(Extracted text):
◇ ◇ ◇ ◇ ◇

Mayor of Elk Grove
- In office December 7, 2016 – December 8, 2020
- Preceded by: Gary Davis
- Succeeded by: Bobbie Singh-Allen

Personal details
- Party: Independent
- Education: University of California, Davis

= Steve Ly =

American politician

Steve Ly is an American politician who served as mayor of Elk Grove, Sacramento County, California from 2016 to 2020. Before serving as mayor, he was a part of the Elk Grove City Council of District 4. Steve Ly also served on the Elk Grove Unified School District, Board of Trustees.

He was the second directly elected mayor of Elk Grove and the first ethnically Hmong mayor in the United States.

On November 3, 2020, Ly was defeated by Bobbie Singh-Allen in his bid for a third term as mayor.

== Early life, education, and career ==
Steve and his family immigrated from Xiangkhouang Province, Laos to the United States during the Vietnam War, when Steve was 4 years old. He graduated from the University of California, Davis with a degree in Sociology and Political Science.

Among others, Steve has served as the Director to Asian Pacific School Board Members Association, the Director to the Hmong National Development, on the Sacramento County Sheriffs Community Advisory Board, on the California State Advisory Council on Refugee Assistance and Services, and as an Elk Grove city councilman. He has also provided academic support and counseling to youth in juvenile hall.

== City council ==
Steve Ly was the City Councilmember for District 4 between 2014 and 2016.

== Mayor of Elk Grove ==
Elected on November 8, 2016, and winning re-election on December 12, 2018, he has advocated for youth education and empowerment, boosting the economy with more infrastructure, civic amenities, and jobs.

Steve Ly ran for a 3rd term in the 2020 mayoral race against Bobbie Singh-Allen and Brian Pastor, defeated by the former.

=== Civic amenities ===
Ly has taken credit for building a Costco, aquatics center, animal shelter, veterans hall, community center, and senior center.

=== Infrastructure ===
The City of Elk Grove has approved plans the construction of a hospital by Dignity Health. Ly has championed a second hospital and a biotech center, though the project is mired in controversy.

== Personal life ==
Ly is married to his wife Cua and has 2 children. He lives with his family in Elk Grove.

◇ ◇ ◇ ◇ ◇

Natural language descriptions of regions:
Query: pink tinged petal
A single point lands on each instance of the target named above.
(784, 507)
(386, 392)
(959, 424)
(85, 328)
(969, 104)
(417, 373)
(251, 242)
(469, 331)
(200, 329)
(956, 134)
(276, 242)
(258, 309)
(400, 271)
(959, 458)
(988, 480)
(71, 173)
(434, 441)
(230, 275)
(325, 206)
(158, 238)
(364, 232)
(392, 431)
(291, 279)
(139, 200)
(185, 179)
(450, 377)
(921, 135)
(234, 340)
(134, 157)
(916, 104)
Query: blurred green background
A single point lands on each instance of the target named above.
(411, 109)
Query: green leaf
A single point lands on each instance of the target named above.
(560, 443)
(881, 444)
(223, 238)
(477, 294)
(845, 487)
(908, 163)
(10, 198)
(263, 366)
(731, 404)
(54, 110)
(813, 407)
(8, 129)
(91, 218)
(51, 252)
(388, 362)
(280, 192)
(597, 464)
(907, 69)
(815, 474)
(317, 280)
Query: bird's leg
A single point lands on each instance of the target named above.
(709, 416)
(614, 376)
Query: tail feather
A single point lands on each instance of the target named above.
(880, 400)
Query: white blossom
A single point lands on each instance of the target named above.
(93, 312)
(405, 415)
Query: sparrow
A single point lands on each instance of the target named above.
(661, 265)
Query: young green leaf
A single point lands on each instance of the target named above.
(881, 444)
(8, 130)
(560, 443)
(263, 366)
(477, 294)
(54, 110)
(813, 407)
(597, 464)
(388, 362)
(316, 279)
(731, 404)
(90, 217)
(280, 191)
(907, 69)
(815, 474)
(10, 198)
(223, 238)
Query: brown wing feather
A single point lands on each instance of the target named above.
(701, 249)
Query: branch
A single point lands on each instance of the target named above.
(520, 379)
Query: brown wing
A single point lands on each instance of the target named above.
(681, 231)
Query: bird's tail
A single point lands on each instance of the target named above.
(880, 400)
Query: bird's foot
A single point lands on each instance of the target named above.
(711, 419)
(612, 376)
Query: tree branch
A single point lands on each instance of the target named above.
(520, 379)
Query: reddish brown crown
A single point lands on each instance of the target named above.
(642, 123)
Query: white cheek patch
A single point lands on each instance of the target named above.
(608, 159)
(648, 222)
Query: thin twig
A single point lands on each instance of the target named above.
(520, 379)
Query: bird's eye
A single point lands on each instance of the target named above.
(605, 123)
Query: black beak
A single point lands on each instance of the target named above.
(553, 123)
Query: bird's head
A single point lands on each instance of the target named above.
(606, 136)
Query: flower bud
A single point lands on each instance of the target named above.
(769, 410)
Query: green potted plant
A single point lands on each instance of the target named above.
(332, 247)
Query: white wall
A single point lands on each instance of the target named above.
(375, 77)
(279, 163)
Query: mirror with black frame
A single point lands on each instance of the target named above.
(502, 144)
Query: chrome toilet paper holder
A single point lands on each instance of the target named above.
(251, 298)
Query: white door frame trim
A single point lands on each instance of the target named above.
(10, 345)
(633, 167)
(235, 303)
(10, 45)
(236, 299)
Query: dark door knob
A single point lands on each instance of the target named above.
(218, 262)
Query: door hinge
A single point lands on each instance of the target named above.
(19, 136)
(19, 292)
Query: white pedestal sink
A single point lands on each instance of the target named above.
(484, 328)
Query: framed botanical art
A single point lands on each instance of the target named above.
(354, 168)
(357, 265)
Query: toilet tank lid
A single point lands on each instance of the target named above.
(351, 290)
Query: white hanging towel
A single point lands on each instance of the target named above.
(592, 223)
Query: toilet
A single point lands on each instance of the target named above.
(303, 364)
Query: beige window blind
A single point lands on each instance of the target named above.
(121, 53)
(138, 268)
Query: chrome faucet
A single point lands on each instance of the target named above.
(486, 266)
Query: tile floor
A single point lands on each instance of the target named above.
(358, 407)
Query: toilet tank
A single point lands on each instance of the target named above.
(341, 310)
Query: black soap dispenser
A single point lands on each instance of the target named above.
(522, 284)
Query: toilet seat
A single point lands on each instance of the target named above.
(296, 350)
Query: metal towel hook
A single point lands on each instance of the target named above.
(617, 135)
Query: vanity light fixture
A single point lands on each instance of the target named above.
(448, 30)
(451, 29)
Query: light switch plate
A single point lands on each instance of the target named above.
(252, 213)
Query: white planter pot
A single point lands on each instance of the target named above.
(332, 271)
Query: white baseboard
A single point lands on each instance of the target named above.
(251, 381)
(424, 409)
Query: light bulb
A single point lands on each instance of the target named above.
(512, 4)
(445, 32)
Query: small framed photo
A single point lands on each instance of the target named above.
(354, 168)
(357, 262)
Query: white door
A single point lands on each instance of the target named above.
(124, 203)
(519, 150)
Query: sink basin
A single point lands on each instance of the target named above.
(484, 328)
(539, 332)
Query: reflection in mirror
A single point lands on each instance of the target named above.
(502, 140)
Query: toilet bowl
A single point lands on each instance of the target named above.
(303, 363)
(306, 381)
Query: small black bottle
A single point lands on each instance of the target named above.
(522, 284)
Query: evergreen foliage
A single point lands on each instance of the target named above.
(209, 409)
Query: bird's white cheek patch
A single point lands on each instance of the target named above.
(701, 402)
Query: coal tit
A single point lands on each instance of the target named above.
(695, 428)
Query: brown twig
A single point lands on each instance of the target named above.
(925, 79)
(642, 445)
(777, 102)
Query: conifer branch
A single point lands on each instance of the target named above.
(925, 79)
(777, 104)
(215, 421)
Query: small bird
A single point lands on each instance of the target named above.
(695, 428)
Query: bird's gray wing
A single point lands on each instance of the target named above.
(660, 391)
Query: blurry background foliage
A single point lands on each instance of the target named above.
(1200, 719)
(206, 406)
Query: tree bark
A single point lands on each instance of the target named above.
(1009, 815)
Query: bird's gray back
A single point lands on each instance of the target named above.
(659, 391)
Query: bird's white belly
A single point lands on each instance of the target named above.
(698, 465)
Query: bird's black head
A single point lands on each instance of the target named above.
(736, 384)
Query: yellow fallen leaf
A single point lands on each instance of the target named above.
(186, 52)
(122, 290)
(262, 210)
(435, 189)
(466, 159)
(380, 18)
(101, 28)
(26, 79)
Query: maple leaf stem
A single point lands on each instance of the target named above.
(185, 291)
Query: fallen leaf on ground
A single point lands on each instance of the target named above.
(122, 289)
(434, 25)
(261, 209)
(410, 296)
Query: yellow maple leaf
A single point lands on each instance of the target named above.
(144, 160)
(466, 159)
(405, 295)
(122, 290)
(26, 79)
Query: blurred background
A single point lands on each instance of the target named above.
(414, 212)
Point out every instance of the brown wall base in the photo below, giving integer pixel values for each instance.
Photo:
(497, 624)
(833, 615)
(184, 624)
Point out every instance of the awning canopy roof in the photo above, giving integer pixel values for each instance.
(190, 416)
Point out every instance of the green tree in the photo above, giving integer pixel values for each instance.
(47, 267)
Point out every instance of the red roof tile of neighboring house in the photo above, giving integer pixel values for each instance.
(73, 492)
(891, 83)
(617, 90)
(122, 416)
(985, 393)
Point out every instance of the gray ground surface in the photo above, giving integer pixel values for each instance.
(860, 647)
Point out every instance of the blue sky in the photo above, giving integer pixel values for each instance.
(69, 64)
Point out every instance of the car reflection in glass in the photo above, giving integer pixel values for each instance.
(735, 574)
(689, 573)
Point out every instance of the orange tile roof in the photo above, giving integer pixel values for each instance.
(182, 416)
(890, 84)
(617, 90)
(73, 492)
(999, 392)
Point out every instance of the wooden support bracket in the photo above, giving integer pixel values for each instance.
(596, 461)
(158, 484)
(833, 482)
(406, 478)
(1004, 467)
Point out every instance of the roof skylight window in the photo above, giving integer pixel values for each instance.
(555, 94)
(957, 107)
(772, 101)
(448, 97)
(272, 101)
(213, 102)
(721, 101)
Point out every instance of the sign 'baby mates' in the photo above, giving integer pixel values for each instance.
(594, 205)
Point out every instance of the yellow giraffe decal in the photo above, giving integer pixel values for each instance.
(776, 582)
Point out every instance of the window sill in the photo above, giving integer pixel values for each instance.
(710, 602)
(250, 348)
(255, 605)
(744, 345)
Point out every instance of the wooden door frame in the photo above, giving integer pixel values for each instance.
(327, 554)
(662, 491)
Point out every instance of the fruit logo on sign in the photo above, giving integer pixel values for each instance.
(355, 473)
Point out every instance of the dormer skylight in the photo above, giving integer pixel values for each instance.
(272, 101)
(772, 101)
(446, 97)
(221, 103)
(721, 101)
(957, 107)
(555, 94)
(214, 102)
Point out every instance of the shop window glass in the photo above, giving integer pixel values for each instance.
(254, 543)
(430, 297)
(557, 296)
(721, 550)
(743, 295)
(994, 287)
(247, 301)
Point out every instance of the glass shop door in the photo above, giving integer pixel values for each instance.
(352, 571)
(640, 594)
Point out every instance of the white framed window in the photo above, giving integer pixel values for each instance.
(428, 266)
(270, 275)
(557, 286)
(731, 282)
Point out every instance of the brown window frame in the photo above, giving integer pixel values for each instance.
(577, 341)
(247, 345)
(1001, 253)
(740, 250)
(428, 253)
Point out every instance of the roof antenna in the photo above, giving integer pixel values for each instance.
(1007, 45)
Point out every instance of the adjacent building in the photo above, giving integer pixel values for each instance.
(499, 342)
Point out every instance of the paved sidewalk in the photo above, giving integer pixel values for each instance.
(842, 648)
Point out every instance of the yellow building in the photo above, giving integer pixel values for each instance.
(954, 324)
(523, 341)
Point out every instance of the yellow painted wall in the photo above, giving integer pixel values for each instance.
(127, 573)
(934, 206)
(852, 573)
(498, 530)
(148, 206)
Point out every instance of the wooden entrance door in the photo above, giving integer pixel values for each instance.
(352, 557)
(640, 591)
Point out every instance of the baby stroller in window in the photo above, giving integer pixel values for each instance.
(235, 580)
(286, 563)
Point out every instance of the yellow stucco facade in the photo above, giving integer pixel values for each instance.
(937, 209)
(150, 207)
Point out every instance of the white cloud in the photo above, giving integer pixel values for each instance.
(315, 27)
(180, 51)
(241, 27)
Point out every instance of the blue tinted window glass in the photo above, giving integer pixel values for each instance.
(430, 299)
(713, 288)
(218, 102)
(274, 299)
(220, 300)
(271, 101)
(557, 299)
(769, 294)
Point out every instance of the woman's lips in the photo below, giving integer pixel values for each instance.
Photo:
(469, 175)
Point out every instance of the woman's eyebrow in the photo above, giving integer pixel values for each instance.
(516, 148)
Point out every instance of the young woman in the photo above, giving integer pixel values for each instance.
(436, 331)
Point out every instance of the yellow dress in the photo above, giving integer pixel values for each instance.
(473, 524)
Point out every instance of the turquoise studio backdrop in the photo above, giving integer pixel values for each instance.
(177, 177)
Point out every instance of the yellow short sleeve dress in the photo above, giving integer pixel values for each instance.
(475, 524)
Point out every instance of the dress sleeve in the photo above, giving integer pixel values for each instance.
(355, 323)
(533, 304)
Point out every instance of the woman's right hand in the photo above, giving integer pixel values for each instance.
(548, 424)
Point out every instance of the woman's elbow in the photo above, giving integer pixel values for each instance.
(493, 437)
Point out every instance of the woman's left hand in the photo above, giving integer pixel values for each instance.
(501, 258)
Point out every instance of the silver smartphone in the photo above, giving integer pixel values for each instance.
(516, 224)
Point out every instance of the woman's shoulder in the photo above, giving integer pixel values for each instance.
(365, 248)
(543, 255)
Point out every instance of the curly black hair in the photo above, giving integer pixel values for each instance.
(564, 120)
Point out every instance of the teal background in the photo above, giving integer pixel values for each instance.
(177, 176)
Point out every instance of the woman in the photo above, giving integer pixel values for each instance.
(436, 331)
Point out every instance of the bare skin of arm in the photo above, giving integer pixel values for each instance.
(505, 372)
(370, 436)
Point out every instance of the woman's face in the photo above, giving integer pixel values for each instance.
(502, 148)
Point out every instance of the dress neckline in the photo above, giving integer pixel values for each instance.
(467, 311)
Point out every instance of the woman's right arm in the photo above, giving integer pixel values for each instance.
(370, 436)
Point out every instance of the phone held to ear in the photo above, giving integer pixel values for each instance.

◇ ◇ ◇ ◇ ◇

Could you continue the article on Steve Ly from the point where it ends?

== Controversy ==

=== Allegations of false campaign claims ===
During the 2020, Ly sent voters a mailer with the photo of a retired Sacramento County Sheriff's Sergeant and the official photo of Elk Grove's Chief of Police. The retired Sergeant was quoted as saying Ly had been exonerated of all charges leveled against him by local women. Ly included a quote taken out of context from a prior statement made by the Chief of Police to suggest Elk Grove Police had investigated and cleared him of all charges. The quote was actually taken from a statement the Chief had made concerning a complaint made by one woman about harassing phone calls from Ly supporters and not the other allegations under investigation by the Grand Jury.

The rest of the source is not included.